GIVEN TASK: Collect every line of the data below that contains the word "grass", copying each such line in full.

Image box annotation data:
◇ ◇ ◇ ◇ ◇ ◇ ◇
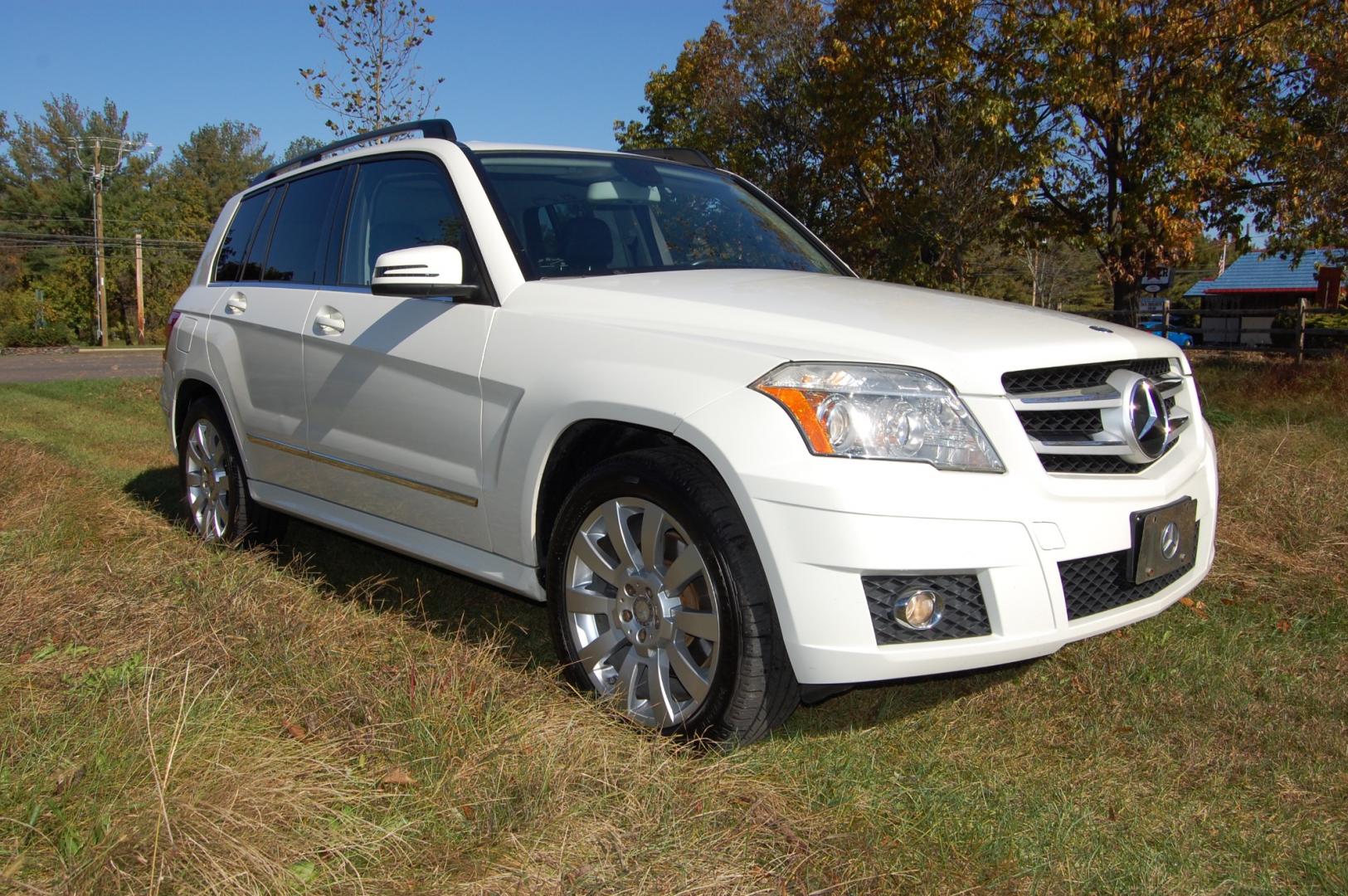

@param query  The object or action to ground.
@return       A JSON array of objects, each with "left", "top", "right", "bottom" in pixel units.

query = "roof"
[
  {"left": 1185, "top": 249, "right": 1339, "bottom": 298},
  {"left": 465, "top": 140, "right": 617, "bottom": 155}
]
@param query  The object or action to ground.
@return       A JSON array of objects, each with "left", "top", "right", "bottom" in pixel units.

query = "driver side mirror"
[{"left": 369, "top": 246, "right": 480, "bottom": 302}]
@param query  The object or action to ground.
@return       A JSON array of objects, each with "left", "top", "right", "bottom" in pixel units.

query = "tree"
[
  {"left": 282, "top": 134, "right": 328, "bottom": 162},
  {"left": 987, "top": 0, "right": 1303, "bottom": 318},
  {"left": 0, "top": 95, "right": 158, "bottom": 335},
  {"left": 615, "top": 0, "right": 1014, "bottom": 285},
  {"left": 613, "top": 0, "right": 830, "bottom": 229},
  {"left": 160, "top": 121, "right": 272, "bottom": 231},
  {"left": 1255, "top": 0, "right": 1348, "bottom": 251},
  {"left": 821, "top": 0, "right": 1016, "bottom": 289},
  {"left": 299, "top": 0, "right": 445, "bottom": 136}
]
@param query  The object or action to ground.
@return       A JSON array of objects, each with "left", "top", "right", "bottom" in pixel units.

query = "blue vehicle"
[{"left": 1139, "top": 318, "right": 1193, "bottom": 349}]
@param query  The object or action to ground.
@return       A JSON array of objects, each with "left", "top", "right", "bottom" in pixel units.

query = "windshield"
[{"left": 477, "top": 151, "right": 844, "bottom": 278}]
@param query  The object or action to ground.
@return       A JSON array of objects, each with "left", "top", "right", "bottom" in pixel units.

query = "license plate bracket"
[{"left": 1130, "top": 497, "right": 1199, "bottom": 585}]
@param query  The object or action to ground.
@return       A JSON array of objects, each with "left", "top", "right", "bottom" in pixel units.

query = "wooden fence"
[{"left": 1069, "top": 299, "right": 1348, "bottom": 363}]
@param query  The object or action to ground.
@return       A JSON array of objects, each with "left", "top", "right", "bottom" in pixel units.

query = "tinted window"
[
  {"left": 261, "top": 168, "right": 343, "bottom": 283},
  {"left": 212, "top": 190, "right": 270, "bottom": 280},
  {"left": 239, "top": 184, "right": 286, "bottom": 280},
  {"left": 341, "top": 159, "right": 480, "bottom": 285},
  {"left": 479, "top": 153, "right": 844, "bottom": 276}
]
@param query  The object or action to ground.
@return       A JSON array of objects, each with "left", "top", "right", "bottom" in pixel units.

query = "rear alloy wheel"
[
  {"left": 547, "top": 447, "right": 798, "bottom": 743},
  {"left": 178, "top": 399, "right": 286, "bottom": 543},
  {"left": 183, "top": 416, "right": 237, "bottom": 542}
]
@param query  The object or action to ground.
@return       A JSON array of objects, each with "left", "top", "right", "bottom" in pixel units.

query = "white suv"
[{"left": 162, "top": 121, "right": 1217, "bottom": 741}]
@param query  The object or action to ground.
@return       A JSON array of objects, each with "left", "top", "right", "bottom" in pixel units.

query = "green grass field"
[{"left": 0, "top": 361, "right": 1348, "bottom": 894}]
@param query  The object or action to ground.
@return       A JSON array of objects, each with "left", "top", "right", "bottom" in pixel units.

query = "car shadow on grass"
[
  {"left": 123, "top": 466, "right": 554, "bottom": 665},
  {"left": 124, "top": 466, "right": 1033, "bottom": 737}
]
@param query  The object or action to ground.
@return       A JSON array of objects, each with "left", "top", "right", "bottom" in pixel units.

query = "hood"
◇ ◇ ◇ ◇ ◇ ◇ ◇
EXERCISE SOLUTION:
query = "green grass field"
query = "car shadow on grass"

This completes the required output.